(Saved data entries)

########################################

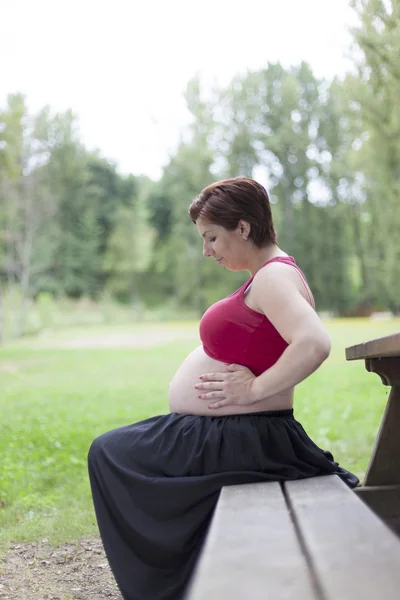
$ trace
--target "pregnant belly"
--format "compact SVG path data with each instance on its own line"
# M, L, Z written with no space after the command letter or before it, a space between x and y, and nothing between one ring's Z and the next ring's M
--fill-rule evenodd
M198 398L202 393L195 390L196 383L200 383L200 375L205 373L224 373L227 369L225 364L210 358L198 346L183 361L169 386L169 408L171 412L190 414L190 415L231 415L260 410L284 410L293 406L293 390L285 390L281 394L266 398L255 404L247 406L223 406L222 408L209 409L207 400Z

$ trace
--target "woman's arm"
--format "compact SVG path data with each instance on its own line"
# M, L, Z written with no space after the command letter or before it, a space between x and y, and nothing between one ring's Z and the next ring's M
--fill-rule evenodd
M297 273L281 263L262 269L253 280L254 301L289 344L278 361L254 380L254 402L297 385L329 356L329 336L302 295L302 285Z

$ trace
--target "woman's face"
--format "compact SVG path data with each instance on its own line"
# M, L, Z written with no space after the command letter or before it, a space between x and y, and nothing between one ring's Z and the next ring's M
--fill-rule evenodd
M221 225L214 225L199 217L196 221L197 231L203 239L203 255L214 258L219 265L223 265L229 271L241 271L246 269L243 261L245 250L244 236L241 224L235 231L228 231Z

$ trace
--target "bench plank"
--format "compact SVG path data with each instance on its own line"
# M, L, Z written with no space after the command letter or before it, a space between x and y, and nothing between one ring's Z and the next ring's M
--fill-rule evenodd
M223 598L318 599L279 483L222 489L187 599Z
M400 356L400 333L394 333L393 335L387 335L383 338L346 348L347 360L379 358L383 356Z
M398 600L400 539L336 476L284 484L326 600Z

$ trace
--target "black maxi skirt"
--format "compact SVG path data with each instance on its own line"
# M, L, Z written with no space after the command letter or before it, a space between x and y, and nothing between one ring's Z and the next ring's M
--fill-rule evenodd
M358 484L293 410L171 413L105 433L89 451L100 534L125 600L184 597L223 486L332 473Z

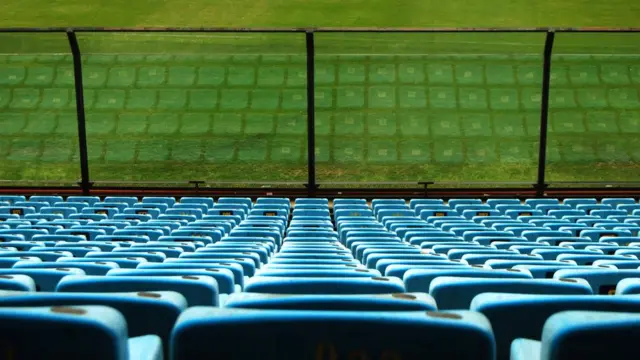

########################################

#### [WHAT TO PRODUCE]
The output should consist of the records above, reproduced exactly, without pictures.

#### [WRITTEN SOLUTION]
$ trace
--target "pregnant belly"
--format "compact SVG path data with each instance on its own line"
# M, L, Z written with no space after the command letter or before it, a space between x and y, and nothing between one ring's Z and the next ring's M
--fill-rule evenodd
M198 398L202 393L195 390L196 383L200 383L200 375L205 373L224 373L227 369L225 364L210 358L198 346L183 361L169 386L169 408L171 412L190 414L190 415L231 415L260 410L284 410L293 406L293 390L285 390L281 394L266 398L255 404L247 406L223 406L222 408L209 409L207 400Z

$ trace
--target "woman's arm"
--format "compact SVG path data with each instance on its own line"
# M, L, Z written with no space after the command letter or before it, a space between x and y, and nothing between one ring's Z and the next ring's M
--fill-rule evenodd
M297 273L281 263L262 269L253 280L254 301L289 344L278 361L254 380L254 402L297 385L329 356L329 336L302 295L302 285Z

$ trace
--target "woman's face"
--format "compact SVG path data with each instance on its own line"
# M, L, Z written with no space after the command letter or before it, a space between x and y, and nothing between one ring's Z and the next ring's M
--fill-rule evenodd
M221 225L214 225L199 217L196 221L197 231L203 239L203 255L214 258L219 265L223 265L229 271L241 271L246 269L243 261L245 250L244 236L241 224L235 231L228 231Z

$ trace
--target "bench plank"
--format "compact SVG path data with each instance on its own line"
# M, L, Z written with no space after the command letter or before it, a space between x and y, and nothing between one ring's Z and the next ring's M
--fill-rule evenodd
M223 598L318 599L279 483L222 489L187 599Z
M400 356L400 333L394 333L393 335L387 335L383 338L346 348L347 360L379 358L383 356Z
M398 600L400 539L336 476L284 484L326 600Z

$ trace
--target "black maxi skirt"
--format "compact SVG path data with each instance on its own line"
# M, L, Z written with no space after the command letter or before it, a space between x and y, and nothing between one ring's Z and the next ring's M
--fill-rule evenodd
M358 484L293 410L171 413L105 433L89 451L100 534L125 600L184 597L223 486L332 473Z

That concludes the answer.